- _Supplied data_:
## Begin

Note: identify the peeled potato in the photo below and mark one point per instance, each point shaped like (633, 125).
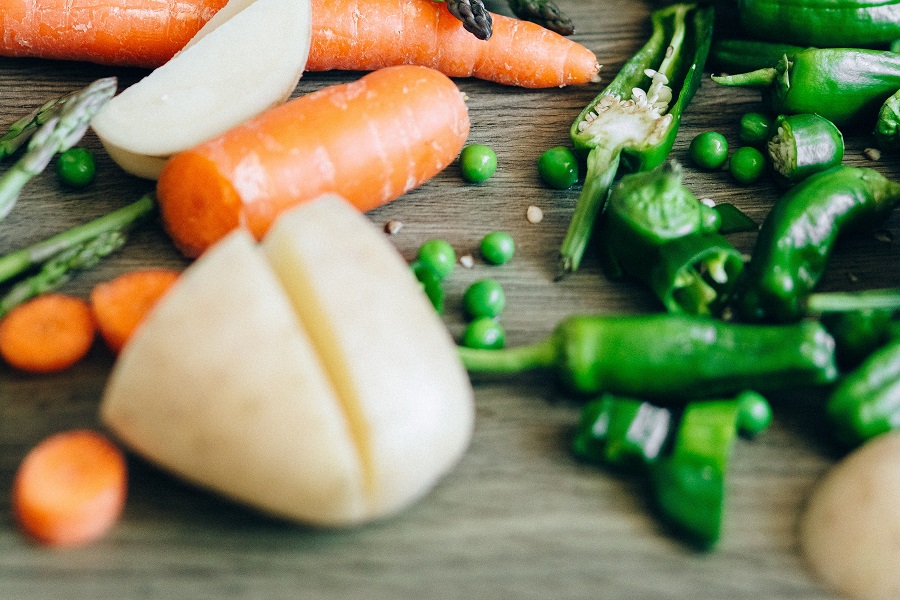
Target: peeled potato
(850, 529)
(309, 377)
(246, 59)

## End

- _Job_:
Render every line of the records above as a Markdown table with the columns "Row" and "Record line," numbering the rows and skipping any blank lines. Leave the picture out of the table.

- _Problem solution_:
| Row | Record line |
|---|---|
| 1 | Note: identify the peeled potato in the photo below and mark one point per instance, each point shaped like (633, 125). |
| 2 | Target: peeled potato |
| 3 | (850, 529) |
| 4 | (309, 377) |
| 5 | (246, 59) |